**Page text:**
|---|

In Psalm 56:1 David said:  Be gracious to me, O God, for man has trampled upon me; fighting all day long he oppresses me. I’m glad I can’t say that literally, but sometimes it feels like I could.

All of us, from time to time, feel as though the whole world is against us.  And often, it feels like the world is winning.  However, King David had a plan.  In verse 3 he said:  When I am afraid, I will put my trust in You.

So, that will be my plan!  When I am afraid, I will trust in the God Whose Word I praise and I will be afraid no longer (verse 4).

I know it seems a lot easier to say than to do, but that really must be our plan.  We must learn to praise His Word, which means studying it and obeying it, and then we will simply have to decide to fear no longer and trust in the fact that “mere man” (verse 4) can do nothing to us if we put our trust in God.

Remember, God loves you and so do I.

Donnie Bates

Take Courage

The incident of Jesus (and Peter) walking on water is a great example of faith and, of course, what happens when faith is weak (Matthew 14:22-32).  I find encouragement here from Barnabas’ perspective.

What a great victory Peter achieved!  He was the only one in the boat with enough faith to get out and start walking….on water!  Sometimes we are blessed to win great victories of faith, either through sharing the Gospel with someone or helping someone else in need, but then…

I have found that often I am at my most vulnerable to the enemy’s attacks right after such a victory.  Peter saw the wind and began to sink.  How many times have we found ourselves on top of the waves and then began to sink because we were distracted by the worries and cares of this life?

It encourages me to know that when my faith is weak, I can cry out to God (Matthew 14:30) and He is there; not in the flesh, but He has told us what is necessary to take His offered hand.  He loves you, you know, and so do I.

|---|

**Record list:**
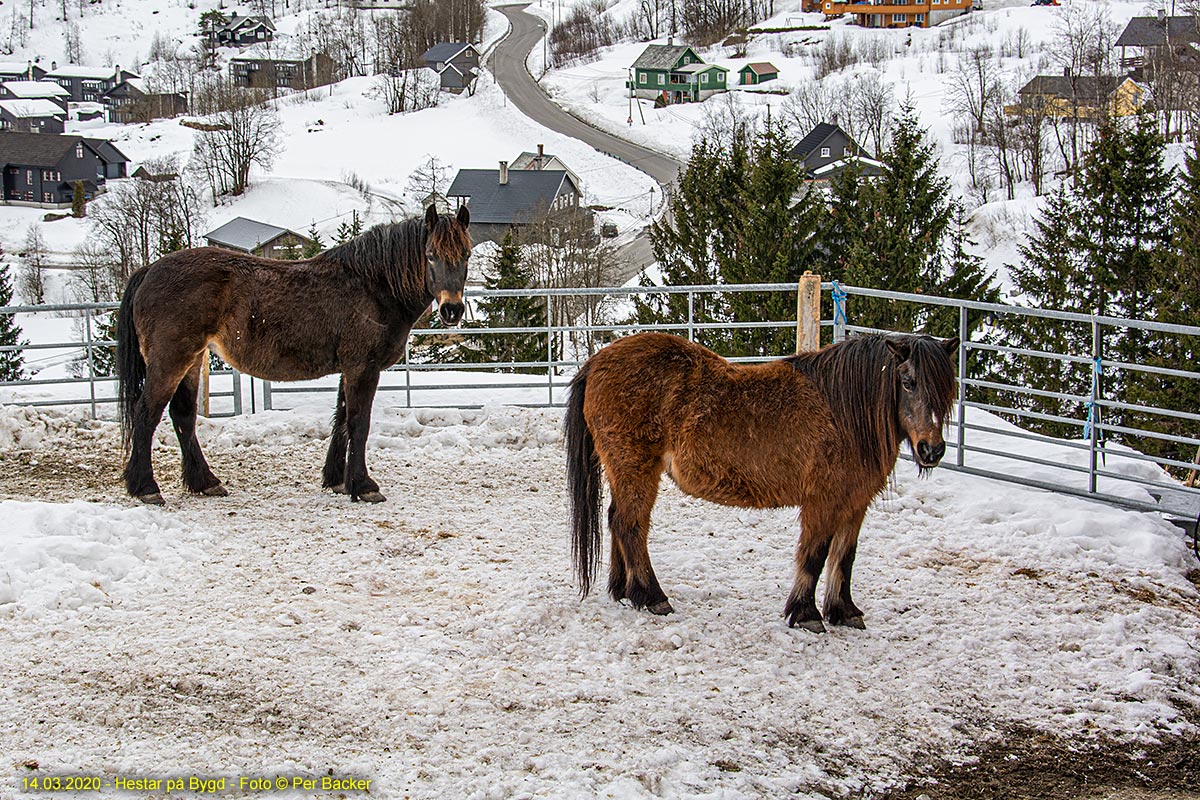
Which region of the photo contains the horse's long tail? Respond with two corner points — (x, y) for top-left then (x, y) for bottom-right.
(116, 269), (146, 447)
(563, 363), (600, 597)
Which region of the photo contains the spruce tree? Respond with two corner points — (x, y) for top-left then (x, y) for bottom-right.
(0, 253), (29, 380)
(478, 230), (546, 372)
(721, 121), (824, 356)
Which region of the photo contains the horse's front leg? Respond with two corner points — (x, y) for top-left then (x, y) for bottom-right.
(784, 499), (835, 633)
(342, 367), (386, 503)
(824, 509), (866, 628)
(320, 378), (347, 494)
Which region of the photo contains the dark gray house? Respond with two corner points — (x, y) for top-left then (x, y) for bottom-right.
(204, 217), (312, 258)
(0, 98), (67, 133)
(46, 64), (138, 103)
(421, 42), (479, 94)
(446, 161), (592, 242)
(101, 78), (187, 124)
(229, 53), (334, 90)
(0, 61), (46, 80)
(0, 131), (128, 207)
(0, 80), (71, 112)
(1116, 12), (1200, 71)
(790, 122), (887, 182)
(216, 11), (275, 47)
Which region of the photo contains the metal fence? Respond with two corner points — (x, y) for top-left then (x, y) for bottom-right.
(0, 283), (1200, 532)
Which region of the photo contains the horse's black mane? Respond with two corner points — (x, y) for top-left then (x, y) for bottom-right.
(313, 215), (470, 299)
(784, 333), (958, 473)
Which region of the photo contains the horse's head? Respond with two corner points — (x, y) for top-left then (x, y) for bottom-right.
(886, 336), (959, 473)
(425, 205), (470, 325)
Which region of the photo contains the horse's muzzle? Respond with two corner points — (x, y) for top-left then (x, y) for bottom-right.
(917, 441), (946, 469)
(438, 302), (467, 325)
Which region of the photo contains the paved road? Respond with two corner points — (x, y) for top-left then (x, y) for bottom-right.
(488, 4), (683, 283)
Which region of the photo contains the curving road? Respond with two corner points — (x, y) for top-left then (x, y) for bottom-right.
(488, 4), (683, 282)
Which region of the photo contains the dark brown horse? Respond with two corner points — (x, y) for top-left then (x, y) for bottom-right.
(116, 206), (470, 504)
(564, 333), (959, 632)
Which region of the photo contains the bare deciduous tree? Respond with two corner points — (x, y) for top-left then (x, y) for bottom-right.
(192, 78), (282, 203)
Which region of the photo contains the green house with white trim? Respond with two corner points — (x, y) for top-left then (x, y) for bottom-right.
(625, 43), (730, 104)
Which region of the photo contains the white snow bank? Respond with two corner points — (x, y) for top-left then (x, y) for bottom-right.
(0, 500), (199, 618)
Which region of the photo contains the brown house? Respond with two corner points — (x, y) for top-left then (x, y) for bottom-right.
(1004, 76), (1146, 121)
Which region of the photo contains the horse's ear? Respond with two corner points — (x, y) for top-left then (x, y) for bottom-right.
(883, 339), (912, 362)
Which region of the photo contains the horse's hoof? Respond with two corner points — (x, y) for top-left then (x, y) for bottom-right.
(791, 619), (824, 633)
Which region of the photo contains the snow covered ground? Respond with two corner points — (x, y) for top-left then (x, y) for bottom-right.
(0, 407), (1200, 798)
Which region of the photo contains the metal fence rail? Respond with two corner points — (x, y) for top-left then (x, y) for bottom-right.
(0, 283), (1200, 532)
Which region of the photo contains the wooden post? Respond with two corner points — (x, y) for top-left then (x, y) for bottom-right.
(796, 270), (821, 353)
(200, 350), (209, 416)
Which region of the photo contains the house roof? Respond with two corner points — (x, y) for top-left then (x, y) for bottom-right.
(446, 169), (580, 223)
(1018, 76), (1129, 102)
(204, 217), (302, 253)
(0, 97), (67, 119)
(738, 61), (779, 76)
(634, 44), (700, 70)
(0, 131), (128, 167)
(676, 61), (728, 74)
(1116, 17), (1200, 47)
(421, 42), (475, 61)
(791, 122), (858, 161)
(46, 64), (116, 80)
(0, 80), (71, 100)
(217, 16), (275, 32)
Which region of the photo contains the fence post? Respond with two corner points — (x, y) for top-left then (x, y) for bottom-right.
(404, 339), (413, 408)
(83, 308), (96, 420)
(955, 306), (967, 467)
(1087, 319), (1104, 494)
(796, 270), (821, 353)
(688, 291), (696, 342)
(830, 281), (850, 342)
(229, 369), (241, 416)
(200, 350), (212, 416)
(546, 295), (554, 405)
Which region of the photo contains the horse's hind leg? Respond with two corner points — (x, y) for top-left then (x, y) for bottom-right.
(824, 509), (866, 628)
(320, 378), (346, 494)
(168, 350), (229, 497)
(606, 458), (674, 614)
(784, 500), (836, 633)
(125, 359), (187, 505)
(342, 367), (386, 503)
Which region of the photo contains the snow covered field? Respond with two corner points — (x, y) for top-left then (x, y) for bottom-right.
(0, 407), (1200, 798)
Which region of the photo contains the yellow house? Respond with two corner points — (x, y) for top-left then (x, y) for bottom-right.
(1004, 76), (1146, 120)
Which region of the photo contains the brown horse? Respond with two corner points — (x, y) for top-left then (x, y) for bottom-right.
(116, 206), (470, 505)
(564, 333), (959, 632)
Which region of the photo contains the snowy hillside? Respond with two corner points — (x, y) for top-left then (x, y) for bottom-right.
(0, 408), (1200, 798)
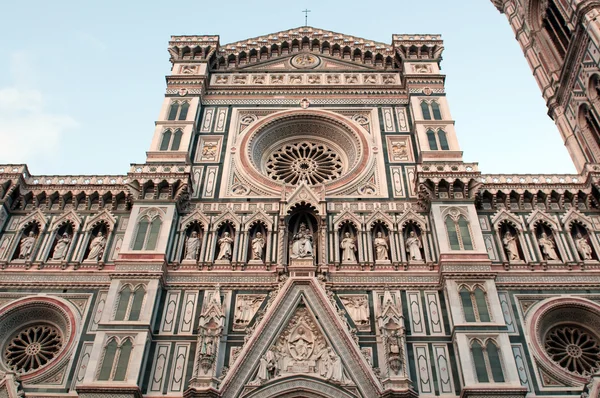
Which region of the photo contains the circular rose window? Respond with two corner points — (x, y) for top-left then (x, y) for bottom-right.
(4, 325), (63, 373)
(544, 325), (600, 375)
(266, 141), (344, 185)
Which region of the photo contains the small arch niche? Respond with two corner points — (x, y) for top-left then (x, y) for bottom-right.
(499, 222), (525, 262)
(50, 222), (74, 261)
(13, 222), (40, 260)
(248, 222), (267, 263)
(288, 206), (320, 263)
(402, 222), (425, 263)
(371, 221), (390, 263)
(215, 222), (235, 261)
(338, 222), (359, 264)
(571, 222), (598, 261)
(182, 221), (204, 261)
(535, 222), (562, 261)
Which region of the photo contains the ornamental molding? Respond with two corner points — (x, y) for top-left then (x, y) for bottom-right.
(492, 209), (525, 233)
(527, 209), (562, 232)
(221, 278), (382, 397)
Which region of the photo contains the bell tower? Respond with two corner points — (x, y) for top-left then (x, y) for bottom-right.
(492, 0), (600, 171)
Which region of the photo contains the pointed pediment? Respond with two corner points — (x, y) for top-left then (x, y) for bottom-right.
(234, 53), (376, 72)
(221, 278), (381, 397)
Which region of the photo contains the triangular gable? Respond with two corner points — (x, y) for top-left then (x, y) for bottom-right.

|---|

**What you have to do:**
List every scripture citation in the devotional text that includes a book name along with chapter and verse numbers.

**Solution for this task:**
Psalm 56:1
Matthew 14:22-32
Matthew 14:30